§ **PARTS OF THE EXERCISE**:
1/ In the Java thread-ordering thread, which call in the first approach makes the program wait for Thread1 to finish before Thread2 is started?
2/ Carry on the Java thread-ordering thread from its last line.

Java - Println is not in order

Question

I have multiple threads printing data. All the data does print; however, they are not in order. Meaning Thread 2 starts printing while Thread 1 is not done yet, which causes inconsistency. How do I guarantee consistency ? Meaning Thread 2 can print once Thread 1 is done.

Answer 1

From your comments, you are looking to achieve 1 1 1 1 2 2 2 2 so what you'd need to do is actually wait for Thread1 to complete, then start Thread2, like this:

Thread1 thread1 = new Thread1();
Thread2 thread2 = new Thread2();

thread1.start();

thread1.join(); // This waits for Thread1 to finish before starting Thread2
thread2.start();

however, if you want to have both threads start, but have Thread2 wait part way through its processing, while waiting for Thread1 to complete - this can be done with a few techniques - one in particular comes to mind - using Semaphore.

Example:

Ok, firstly define your thread constructors to accept a Semaphore, thus:

// Thread2 would be identical wrt the semaphore
public Thread1(Semaphore semaphore) throws InterruptedException
{
  this.semaphore = semaphore; // store semaphore locally
  semaphore.acquire(2);
}

Thread1's run method would look like this:

public void run()
{
  // .... processing...

  // ... print stuff
  System.out.println("1 1 1 1");
  semaphore.release(); // release 1 permit, allowing thread2 to continue

  // ... more processing

  semaphore.release(); // release last permit.
}

Thread2's run method would look something akin to this:

public void run()
{
  int permits = 2;
  try
  {
    // .... processing...

    semaphore.acquire(1); // acquire one more permit (will block until Thread1 releases one)
    permits++;

    // ... print stuff
    System.out.println("2 2 2 2");

    // ... more processing      
  }
  catch (InterruptedException ie)
  {
    // interrupted
  }

  semaphore.release(permits); // release permits.
}

Now, setting up the threads would be done like this:

try
{
  Semaphore semaphore = new Semaphore(4); // 4 permit semaphore

  Thread1 thread1 = new Thread1(semaphore);
  Thread2 thread2 = new Thread2(semaphore);

  thread1.start();
  thread2.start();

  semaphore.acquire(4);
}
catch (InterruptedException ie)

[Raw records]
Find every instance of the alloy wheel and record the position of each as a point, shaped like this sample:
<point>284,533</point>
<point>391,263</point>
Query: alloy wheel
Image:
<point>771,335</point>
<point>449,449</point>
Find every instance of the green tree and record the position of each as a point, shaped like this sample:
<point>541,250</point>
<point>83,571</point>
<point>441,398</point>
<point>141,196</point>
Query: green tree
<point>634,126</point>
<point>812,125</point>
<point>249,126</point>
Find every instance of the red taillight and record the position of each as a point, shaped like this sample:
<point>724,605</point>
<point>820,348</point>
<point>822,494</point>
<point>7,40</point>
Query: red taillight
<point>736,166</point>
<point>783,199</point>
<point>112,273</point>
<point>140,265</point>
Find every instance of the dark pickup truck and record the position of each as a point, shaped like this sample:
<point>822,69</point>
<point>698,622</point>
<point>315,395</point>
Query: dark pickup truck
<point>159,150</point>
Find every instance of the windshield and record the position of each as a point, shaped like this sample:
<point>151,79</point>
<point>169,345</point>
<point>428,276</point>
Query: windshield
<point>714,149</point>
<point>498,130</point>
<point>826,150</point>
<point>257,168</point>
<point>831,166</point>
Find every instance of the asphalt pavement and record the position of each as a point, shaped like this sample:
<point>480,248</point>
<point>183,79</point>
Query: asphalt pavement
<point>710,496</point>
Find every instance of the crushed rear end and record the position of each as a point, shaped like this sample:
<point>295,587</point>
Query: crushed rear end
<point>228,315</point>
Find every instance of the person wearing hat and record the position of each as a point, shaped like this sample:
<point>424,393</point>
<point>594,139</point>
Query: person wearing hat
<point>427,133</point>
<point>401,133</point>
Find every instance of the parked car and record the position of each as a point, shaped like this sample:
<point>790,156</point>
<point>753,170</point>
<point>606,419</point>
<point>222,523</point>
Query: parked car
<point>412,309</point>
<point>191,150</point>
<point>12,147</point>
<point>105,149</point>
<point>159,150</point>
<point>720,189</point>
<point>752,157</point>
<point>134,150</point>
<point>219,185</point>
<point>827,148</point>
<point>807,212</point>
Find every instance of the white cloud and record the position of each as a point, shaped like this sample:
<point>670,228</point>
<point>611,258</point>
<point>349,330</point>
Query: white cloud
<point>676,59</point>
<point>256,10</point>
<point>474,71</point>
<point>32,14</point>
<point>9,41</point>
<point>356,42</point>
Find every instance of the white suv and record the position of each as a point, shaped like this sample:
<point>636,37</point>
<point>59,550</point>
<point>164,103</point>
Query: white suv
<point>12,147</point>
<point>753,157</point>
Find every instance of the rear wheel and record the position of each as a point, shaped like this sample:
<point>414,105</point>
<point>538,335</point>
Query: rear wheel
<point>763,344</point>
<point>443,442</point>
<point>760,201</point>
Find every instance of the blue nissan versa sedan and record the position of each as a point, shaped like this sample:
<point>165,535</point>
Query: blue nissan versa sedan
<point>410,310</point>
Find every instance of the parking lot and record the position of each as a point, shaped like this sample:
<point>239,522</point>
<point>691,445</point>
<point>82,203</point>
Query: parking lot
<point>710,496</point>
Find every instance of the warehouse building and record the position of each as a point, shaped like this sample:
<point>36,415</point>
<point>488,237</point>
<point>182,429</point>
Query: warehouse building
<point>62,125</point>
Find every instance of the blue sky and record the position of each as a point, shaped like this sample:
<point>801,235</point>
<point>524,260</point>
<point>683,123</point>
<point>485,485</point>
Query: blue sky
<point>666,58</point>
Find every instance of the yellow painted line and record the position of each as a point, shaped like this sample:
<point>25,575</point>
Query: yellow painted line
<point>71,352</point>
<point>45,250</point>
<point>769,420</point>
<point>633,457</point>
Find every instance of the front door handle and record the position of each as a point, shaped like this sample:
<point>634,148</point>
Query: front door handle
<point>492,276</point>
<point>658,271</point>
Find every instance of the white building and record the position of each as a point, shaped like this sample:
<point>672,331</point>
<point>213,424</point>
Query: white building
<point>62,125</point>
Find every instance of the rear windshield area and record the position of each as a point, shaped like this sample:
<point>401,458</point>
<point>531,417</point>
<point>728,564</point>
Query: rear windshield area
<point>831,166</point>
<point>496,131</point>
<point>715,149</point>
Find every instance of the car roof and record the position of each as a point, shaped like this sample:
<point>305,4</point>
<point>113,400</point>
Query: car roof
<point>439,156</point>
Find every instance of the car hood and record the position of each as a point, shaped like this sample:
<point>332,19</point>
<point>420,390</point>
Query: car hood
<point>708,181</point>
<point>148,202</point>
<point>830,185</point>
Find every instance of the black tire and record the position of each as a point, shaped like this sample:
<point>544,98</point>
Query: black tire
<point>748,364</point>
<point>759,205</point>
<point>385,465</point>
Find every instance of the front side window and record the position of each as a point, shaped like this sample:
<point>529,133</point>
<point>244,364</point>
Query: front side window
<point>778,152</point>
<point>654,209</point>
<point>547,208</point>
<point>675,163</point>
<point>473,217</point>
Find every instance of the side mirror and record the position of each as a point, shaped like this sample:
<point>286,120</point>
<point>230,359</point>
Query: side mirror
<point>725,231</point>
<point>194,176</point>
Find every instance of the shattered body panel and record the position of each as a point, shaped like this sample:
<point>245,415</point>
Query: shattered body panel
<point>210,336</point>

§ **OUTPUTS FOR THE TASKS**:
1/ thread1.join(), placed before thread2.start().

2/
{
  // interrupt logic...
}

Answer 2

You can not randomly print from multiple threads and expect any order.

If you need output in an ordered fashion then you're going to have to either synchronize the threads (thus defeating the purpose of having multiple threads) or have the threads pass back the information to output back to the main thread so it can handle ordering and outputting it.

Edit: Because I'm bored.

If you're trying to parallelize some work via threads then output the results, you need to have the threads communicate the product of their work back to the main thread and have it do the output. One approach to this is to use queues (this is simple example that relies on the thread order - you may need to get all the results and correlate/sort/etc):

public class Worker implements Runnable
{

    private ConcurrentLinkedQueue<Integer> outputQueue;

    public Worker(ConcurrentLinkedQueue<Integer> outputQueue)
    {
        this.outputQueue = outputQueue;
    }

    @Override
    public void run()
    {

       // Do whatever it is you're doing
       ...
       // place result on queue
       outputQueue.add(result);

    }

} 

public class Main
{

    static void main(String[] args)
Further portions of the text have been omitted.